* start Quoted passage *
AI Book - Master Artificial Intelligence by Building from Scratch

Learning Objectives

By the end of this section, you will:

Understand health state class imbalance in C-MAPSS data
Derive focal loss and its focusing mechanism
Compare focal loss with class weighting
Tune the focusing parameter γ for optimal performance
Implement focal cross-entropy in PyTorch

Why This Matters: Health classification suffers from class imbalance—most samples are healthy or mildly degraded, while critical samples are rare. Standard cross-entropy is dominated by the majority class. Focal loss down-weights easy (well-classified) examples to focus learning on hard (minority) cases.

Health State Class Imbalance

The health classification task has inherent class imbalance.

Class Distribution

Recall the health class definitions:

Class	Name	RUL Range	Typical Distribution
0	Healthy	RUL > 125	~35-40%
1	Degrading	50 < RUL ≤ 125	~35-40%
2	Critical	RUL ≤ 50	~20-30%

Dataset-Specific Distributions

Dataset	Healthy (%)	Degrading (%)	Critical (%)
* end Quoted passage *
* start Excerpted data *
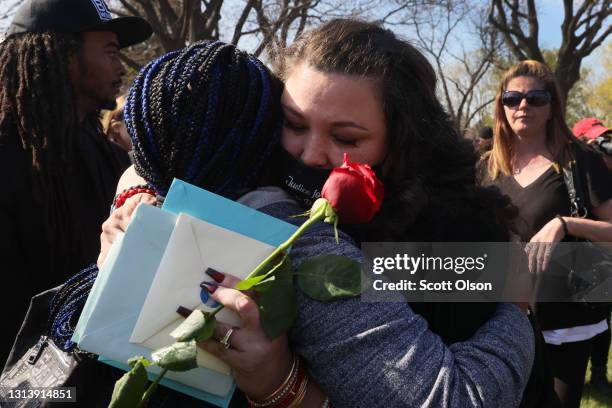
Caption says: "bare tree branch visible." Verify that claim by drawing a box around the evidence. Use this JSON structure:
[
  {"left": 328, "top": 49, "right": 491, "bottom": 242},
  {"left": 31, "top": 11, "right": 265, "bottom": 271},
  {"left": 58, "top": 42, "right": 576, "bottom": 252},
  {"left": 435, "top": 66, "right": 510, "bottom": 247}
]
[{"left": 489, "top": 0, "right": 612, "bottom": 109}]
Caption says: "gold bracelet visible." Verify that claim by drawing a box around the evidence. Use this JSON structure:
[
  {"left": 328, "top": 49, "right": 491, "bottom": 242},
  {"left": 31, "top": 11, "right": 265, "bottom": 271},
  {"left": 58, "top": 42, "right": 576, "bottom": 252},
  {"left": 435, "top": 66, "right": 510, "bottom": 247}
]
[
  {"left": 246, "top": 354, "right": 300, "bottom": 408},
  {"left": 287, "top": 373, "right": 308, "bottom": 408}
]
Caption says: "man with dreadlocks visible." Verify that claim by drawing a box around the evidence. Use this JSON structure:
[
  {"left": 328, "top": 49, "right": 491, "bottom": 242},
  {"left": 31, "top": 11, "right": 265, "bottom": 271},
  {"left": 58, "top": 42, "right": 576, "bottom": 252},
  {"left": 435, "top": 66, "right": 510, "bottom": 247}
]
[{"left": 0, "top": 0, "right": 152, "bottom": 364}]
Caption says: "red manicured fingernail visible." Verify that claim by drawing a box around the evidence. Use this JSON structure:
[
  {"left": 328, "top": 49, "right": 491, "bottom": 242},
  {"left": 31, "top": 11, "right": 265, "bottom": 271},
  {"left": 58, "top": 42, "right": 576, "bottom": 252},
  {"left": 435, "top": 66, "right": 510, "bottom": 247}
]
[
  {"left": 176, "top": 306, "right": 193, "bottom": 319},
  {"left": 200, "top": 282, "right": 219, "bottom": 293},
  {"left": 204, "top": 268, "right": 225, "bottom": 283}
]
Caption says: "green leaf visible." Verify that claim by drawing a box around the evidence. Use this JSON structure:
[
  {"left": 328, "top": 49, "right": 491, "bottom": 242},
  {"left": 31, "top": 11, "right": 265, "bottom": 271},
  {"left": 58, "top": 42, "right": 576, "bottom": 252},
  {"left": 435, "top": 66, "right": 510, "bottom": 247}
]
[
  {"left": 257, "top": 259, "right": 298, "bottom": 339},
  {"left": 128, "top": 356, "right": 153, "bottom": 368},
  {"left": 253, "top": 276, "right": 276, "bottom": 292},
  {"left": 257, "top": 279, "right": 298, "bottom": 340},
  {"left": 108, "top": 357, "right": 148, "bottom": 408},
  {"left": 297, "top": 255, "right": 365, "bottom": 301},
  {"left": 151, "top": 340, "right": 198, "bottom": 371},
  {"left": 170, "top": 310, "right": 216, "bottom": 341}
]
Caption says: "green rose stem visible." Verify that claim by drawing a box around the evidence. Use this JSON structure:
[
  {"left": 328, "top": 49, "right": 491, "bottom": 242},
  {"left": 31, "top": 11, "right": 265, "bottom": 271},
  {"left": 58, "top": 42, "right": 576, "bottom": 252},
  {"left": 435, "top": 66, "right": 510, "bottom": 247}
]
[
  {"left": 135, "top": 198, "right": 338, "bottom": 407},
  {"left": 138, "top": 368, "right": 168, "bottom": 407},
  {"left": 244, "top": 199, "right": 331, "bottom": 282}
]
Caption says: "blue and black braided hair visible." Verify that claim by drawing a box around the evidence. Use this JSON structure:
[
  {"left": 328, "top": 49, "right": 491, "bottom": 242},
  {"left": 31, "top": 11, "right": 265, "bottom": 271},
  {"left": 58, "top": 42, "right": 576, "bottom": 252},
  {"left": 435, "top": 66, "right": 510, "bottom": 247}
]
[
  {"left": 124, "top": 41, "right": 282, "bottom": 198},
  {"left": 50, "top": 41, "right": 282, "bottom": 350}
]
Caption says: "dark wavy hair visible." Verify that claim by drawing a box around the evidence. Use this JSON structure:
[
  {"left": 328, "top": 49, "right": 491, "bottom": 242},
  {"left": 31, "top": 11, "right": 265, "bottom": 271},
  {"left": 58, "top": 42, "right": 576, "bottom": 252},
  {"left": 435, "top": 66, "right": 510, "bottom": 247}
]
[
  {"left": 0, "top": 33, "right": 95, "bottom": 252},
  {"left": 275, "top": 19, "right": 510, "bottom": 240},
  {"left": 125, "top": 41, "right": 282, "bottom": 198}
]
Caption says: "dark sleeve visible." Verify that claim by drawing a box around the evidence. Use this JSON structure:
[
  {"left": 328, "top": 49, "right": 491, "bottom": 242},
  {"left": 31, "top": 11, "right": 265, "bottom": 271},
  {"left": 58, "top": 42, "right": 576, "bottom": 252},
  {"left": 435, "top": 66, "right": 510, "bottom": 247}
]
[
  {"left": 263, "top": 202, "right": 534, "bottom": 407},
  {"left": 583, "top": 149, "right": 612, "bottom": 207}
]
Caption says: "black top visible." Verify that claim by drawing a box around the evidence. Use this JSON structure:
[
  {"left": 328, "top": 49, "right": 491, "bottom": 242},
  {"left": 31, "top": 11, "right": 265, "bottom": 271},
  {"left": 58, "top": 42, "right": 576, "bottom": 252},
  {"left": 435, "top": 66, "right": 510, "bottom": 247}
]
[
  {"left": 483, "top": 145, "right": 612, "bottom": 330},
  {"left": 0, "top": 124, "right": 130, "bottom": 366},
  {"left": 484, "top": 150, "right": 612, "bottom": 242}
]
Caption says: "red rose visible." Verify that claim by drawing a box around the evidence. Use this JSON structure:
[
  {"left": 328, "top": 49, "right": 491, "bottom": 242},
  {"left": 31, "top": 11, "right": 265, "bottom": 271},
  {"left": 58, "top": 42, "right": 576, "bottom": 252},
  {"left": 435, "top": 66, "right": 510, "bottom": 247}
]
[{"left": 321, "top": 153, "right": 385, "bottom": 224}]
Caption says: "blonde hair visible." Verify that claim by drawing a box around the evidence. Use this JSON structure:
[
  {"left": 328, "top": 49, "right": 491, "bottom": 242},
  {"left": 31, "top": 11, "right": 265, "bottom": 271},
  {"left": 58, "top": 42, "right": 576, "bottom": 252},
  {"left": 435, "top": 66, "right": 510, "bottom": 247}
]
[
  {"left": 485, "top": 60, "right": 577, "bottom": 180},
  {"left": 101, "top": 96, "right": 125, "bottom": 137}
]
* end Excerpted data *
■ **What this exercise asks**:
A: Decide whether each statement agrees with the passage on focal loss, answering yes or no and quoting the words of the passage that settle it: (i) focal loss reduces the weight given to well-classified examples; (ii) standard cross-entropy is dominated by the minority class; (iii) the section sets out to implement focal cross-entropy in TensorFlow.
B: Carry on the passage on focal loss, picking up right after its final line.
The records have no connection to the passage on focal loss.

■ **Results in order**:
A:
(i) Yes: "Focal loss down-weights easy (well-classified) examples to focus learning on hard (minority) cases."
(ii) No: "Standard cross-entropy is dominated by the majority class."
(iii) No: "Implement focal cross-entropy in PyTorch"

B:
FD001	38.2	36.5	25.3
FD002	35.8	38.1	26.1
FD003	40.1	35.2	24.7
FD004	36.4	37.8	25.8

While not severely imbalanced, the critical class (most important for maintenance decisions) is underrepresented.

Impact on Standard Cross-Entropy

Focal Loss Theory

Focal loss (Lin et al., 2017) addresses class imbalance by down-weighting easy examples.

Standard Cross-Entropy

\text{CE}(p, y) = -\log(p_y)

Where $p_y$ is the predicted probability for the correct class y.

Focal Loss Formulation

\text{FL}(p, y) = -(1 - p_y)^\gamma \log(p_y)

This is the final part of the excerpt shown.